> Data to use
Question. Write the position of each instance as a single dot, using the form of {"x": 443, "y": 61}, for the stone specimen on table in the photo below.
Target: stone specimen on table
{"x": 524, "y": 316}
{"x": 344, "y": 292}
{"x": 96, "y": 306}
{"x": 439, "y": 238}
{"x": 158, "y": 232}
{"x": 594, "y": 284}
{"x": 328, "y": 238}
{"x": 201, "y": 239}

> Task
Retype the records that precede this task, keeping them exactly the same.

> Reply to the task
Question. Write the position of each instance as a single dot, using the form of {"x": 443, "y": 61}, for the stone specimen on table in the photo below.
Target: stone specimen on table
{"x": 524, "y": 316}
{"x": 344, "y": 292}
{"x": 96, "y": 306}
{"x": 439, "y": 238}
{"x": 158, "y": 232}
{"x": 594, "y": 284}
{"x": 328, "y": 238}
{"x": 201, "y": 239}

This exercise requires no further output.